The #SaltSessions Women in Tech #WiT interview series speaks with thought leaders from around the world to get their opinion and advice on how they have grown their career in tech, and overcome challenges and adversity during their career.
What is your current role and the most exciting part of your work?
My current role as the GM across Operations and Sales at New Era has been a great opportunity to grow our exposure in the regions. New Era has over 650 agreements with education facilities, with a large amount of these clients being in Auckland and Northland. We have been very present in the wider regions, facilitating thought leadership and innovation sessions across our client base, which has added significant value to our schools. Our recent topics have been about safety in schools and sharing how technology can keep both staff and students safe, both in a physical environment and online.
What has been your most career defining moment that you are proud of?
I am extremely proud of my successful engagement with all types of clients, and proven success in winning, retaining and growing accounts. This is definitely not a one approach fits all scenario, and overcoming these challenges is extremely rewarding. I love this feeling and feel pumped every time I’m successful in making a difference for my clients. Relationships are everything.

▶ Exercise task A:
According to the interview, how many agreements with education facilities does New Era have?
▶ Exercise task B:
Extend the Women in Tech interview past its final answer, keeping its question-and-answer form.
The records are separate material with no connection to the interview.

Point labeling records:
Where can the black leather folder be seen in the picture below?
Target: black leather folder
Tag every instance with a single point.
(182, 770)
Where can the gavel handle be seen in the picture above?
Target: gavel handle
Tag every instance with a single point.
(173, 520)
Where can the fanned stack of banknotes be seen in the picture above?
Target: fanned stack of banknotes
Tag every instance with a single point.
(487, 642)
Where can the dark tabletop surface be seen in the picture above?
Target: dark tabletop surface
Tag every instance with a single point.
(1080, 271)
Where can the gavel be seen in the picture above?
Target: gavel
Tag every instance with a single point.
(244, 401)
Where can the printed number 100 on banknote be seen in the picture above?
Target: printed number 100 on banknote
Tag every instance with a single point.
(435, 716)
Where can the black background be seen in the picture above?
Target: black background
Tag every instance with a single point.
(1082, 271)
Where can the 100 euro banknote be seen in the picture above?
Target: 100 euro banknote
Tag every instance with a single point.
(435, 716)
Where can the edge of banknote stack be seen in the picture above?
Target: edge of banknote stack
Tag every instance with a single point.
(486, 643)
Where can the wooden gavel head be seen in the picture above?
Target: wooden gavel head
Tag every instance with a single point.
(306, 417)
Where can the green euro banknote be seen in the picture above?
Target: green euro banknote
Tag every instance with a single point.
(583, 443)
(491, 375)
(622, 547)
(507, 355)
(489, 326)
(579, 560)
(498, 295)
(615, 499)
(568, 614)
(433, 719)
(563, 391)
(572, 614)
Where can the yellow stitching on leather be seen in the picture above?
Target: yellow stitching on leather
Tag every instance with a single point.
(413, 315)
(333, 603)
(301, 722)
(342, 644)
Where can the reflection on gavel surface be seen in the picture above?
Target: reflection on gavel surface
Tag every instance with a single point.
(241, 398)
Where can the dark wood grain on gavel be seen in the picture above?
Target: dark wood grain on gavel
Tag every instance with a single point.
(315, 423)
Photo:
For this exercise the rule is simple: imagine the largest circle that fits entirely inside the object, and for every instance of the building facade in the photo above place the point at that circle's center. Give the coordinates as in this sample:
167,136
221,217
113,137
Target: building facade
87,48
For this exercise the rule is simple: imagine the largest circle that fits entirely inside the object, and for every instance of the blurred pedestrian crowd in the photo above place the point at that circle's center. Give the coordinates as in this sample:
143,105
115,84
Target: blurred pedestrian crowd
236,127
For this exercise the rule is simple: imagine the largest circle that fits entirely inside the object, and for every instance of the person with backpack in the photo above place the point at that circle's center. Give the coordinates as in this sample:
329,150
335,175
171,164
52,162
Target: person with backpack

▶ Final answer A:
Over 650.

▶ Final answer B:
What do you think we should be doing more of to encourage more girls to consider a career in tech?
Ideally, increased visibility of successful women in technology being promoted and involved in campaigning to this target audience would add value. There needs to be more organisations that consider diversity in their workplace at the time of recruitment, and ensure the support mechanisms are in place to guarantee success. Girls in technology will provide a great balance and will add significant value to any organisation that enables this opportunity.
What challenges have you faced in the workplace, especially your experience in male-dominated environments?
Having to prove to be much better than any male in an organisation prior to be treated as a trusted advisor; or someone that has knowledge that will add value, has most definitely set me up for success. I continually strive to ensure I understand the smallest detail through to the bigger picture. This enables me to speak knowledgeably on any topic that may be raised.
At interviews, I am often asked how I am going to be able to manage in a male-dominated senior leadership team, with which I reply, “This is the environment I have worked within throughout my technology career over the past 20 years, so I’m comfortable with it and can work effectively within it”.
What is the biggest deterrent in your opinion to women succeeding in the workplace?
There are still many organisations that will select a male over a female, particularly in senior leadership and board roles. This happens even when statistics back up the advantages of women and diversity in the workplace. It is not uncommon for these roles to be given to other males in similar roles, and not advertised; this makes progression quite difficult, but not impossible.
Women need to be confident, push the boundaries, strive for what we want, and know what we’re capable of.
However, I don’t think this is the case for all areas in the business though and do believe equal opportunities in less experienced roles are much more competitive and definitely achievable.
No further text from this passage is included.